- **Excerpt**:
══════════
How to lighten a heart. 

Reflect on how you hold what’s heavy and hard in your life. 

 

Do you avoid what’s there? Do you make them your identities? Do you bypass yourself? Is it a blended response? Is it fluid? Are you grasping and holding it tightly? Do you wrap it up in a pretty bow? Do you carry it all on your back? Does it weigh you down to the ground? How much space does it take up? Is it held with care? Is it fragile? Is it held with caution and safety? Are you unsure?

 

There’s no doubt life is heavy and hard. There’s no doubt some of us carry more weight than others. Is it helpful to compare and place hierarchies on our pain? Underneath all of this, the weight of our suffering yearns to be heard, validated, and tended to

 

So much of what I witness in my work with clients, in groups, or see online forms a bridge between our suffering. We desperately need deeper forms of TLC. More compassion, more connection. More witnessing and more listening. This could sound like the scariest thing you could ever imagine receiving, or it might reveal just how much you need it, whether you’d like to admit it or not. 

 

We can understand this, but can we know it by feeling and living it?

 

Bless our hearts that beat to the varied rhythms of love, joy, pain, and grief. They can hold so much. Our hearts are capable of expanding compassion that can wrap our entire planet and into the multitude of galaxies. When our hearts are heavy, we’re capable of constricting into tiny forms of existence as we block, shrink, and shield ourselves from ourselves, and the outside world. As we live through this time of mass death, grief, violence, and uncertainty – what is certain is for us to continually alleviate the weight of our hearts from the weight of the world. We need more open hearts

 

Throughout my life I’ve experienced those closest to me exist with the intensity of a constricted heart–while also experiencing those, regardless of their circumstances, expand their hearts in ways I wasn’t capable of. I’ve personally lived with both ‌extremes in my life and for me, I love living with a more expansive heart. There’s much more possibility, space, enjoyment, pleasure, depth, meaning, and connection. It’s been a long and challenging journey to get here, yet I thank the practices and the people who have helped me along the way, changing my life with their open hearts.
══════════
In the essay on lightening a heart, what does the weight of our suffering yearn for? Rely only on the essay above.

- **Stored data entries**:
══════════
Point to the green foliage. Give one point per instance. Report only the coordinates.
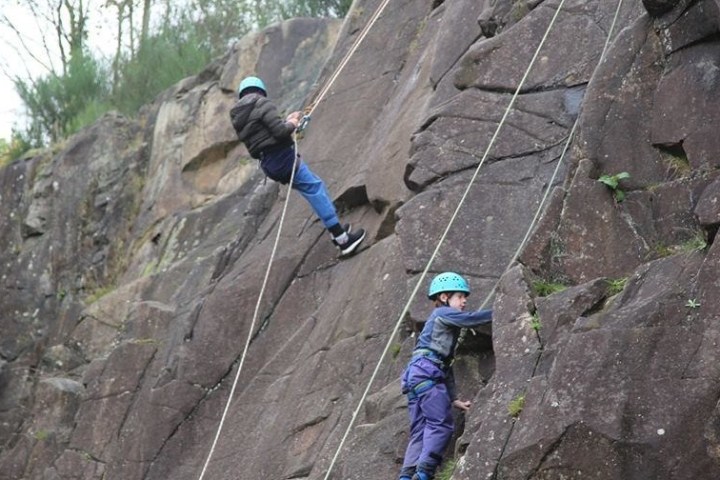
(19, 144)
(613, 183)
(617, 285)
(447, 470)
(516, 405)
(695, 243)
(535, 323)
(56, 102)
(98, 293)
(543, 288)
(269, 11)
(163, 60)
(182, 44)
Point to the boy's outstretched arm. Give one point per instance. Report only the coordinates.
(457, 318)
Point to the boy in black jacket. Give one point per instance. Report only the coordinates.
(269, 139)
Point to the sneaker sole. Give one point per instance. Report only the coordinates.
(351, 248)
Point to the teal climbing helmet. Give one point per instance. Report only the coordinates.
(251, 82)
(448, 282)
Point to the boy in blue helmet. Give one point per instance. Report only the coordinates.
(269, 139)
(428, 379)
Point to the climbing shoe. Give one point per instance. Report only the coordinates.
(349, 241)
(421, 476)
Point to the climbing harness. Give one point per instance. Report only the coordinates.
(418, 390)
(406, 308)
(301, 126)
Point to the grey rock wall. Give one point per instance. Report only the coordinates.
(133, 255)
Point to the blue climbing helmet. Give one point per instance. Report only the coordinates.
(251, 82)
(448, 282)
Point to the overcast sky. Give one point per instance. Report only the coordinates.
(100, 38)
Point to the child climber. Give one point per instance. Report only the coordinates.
(269, 139)
(428, 379)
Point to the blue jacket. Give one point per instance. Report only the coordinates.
(442, 328)
(435, 347)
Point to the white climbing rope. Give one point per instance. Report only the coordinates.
(346, 58)
(320, 96)
(440, 242)
(540, 208)
(255, 315)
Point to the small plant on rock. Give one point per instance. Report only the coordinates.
(694, 244)
(692, 303)
(535, 322)
(516, 405)
(616, 286)
(543, 288)
(447, 470)
(613, 183)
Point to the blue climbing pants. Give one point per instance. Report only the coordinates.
(278, 167)
(430, 411)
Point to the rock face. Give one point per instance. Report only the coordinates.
(134, 253)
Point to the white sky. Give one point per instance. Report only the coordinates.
(101, 39)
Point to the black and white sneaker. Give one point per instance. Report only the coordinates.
(351, 241)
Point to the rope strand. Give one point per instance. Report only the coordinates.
(440, 242)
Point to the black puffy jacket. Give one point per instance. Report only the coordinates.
(259, 126)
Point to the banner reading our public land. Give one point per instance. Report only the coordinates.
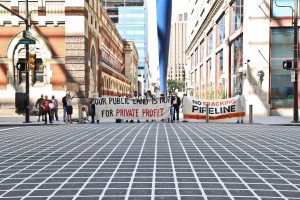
(195, 109)
(128, 109)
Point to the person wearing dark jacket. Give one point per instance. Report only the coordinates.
(38, 105)
(176, 105)
(93, 109)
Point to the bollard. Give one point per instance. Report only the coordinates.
(250, 114)
(207, 113)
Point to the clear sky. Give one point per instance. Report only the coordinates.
(178, 6)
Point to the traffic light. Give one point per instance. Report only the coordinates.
(31, 61)
(21, 66)
(288, 64)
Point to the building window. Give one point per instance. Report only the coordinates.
(220, 60)
(281, 85)
(202, 50)
(237, 14)
(221, 30)
(282, 11)
(210, 42)
(197, 56)
(192, 60)
(236, 61)
(220, 75)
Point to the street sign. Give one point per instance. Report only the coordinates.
(26, 41)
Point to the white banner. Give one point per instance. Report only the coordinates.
(195, 109)
(123, 108)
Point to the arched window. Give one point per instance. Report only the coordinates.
(93, 76)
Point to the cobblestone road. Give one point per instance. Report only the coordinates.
(150, 161)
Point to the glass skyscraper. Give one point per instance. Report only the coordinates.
(130, 17)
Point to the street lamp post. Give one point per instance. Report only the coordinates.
(25, 19)
(295, 114)
(27, 110)
(241, 74)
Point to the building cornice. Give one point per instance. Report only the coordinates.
(209, 18)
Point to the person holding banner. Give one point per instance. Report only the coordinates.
(176, 105)
(46, 108)
(171, 106)
(148, 95)
(69, 108)
(240, 106)
(135, 96)
(38, 105)
(54, 110)
(93, 109)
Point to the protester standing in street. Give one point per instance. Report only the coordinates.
(69, 108)
(171, 97)
(135, 96)
(54, 110)
(240, 106)
(46, 108)
(93, 109)
(176, 105)
(38, 105)
(64, 101)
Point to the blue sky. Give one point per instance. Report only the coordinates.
(178, 6)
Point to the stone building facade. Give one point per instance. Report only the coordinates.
(240, 44)
(77, 49)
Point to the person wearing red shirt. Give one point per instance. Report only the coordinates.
(46, 108)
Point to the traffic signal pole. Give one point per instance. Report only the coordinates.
(27, 107)
(295, 114)
(25, 19)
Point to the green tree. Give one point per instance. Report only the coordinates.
(174, 84)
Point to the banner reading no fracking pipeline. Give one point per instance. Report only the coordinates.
(195, 109)
(123, 108)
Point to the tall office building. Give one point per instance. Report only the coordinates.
(178, 44)
(130, 17)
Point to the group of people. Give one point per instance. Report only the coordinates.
(50, 107)
(174, 104)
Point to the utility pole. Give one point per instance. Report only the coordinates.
(25, 19)
(27, 108)
(295, 114)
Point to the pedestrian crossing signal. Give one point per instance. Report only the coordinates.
══════════
- **Exercise solution**: To be heard, validated, and tended to.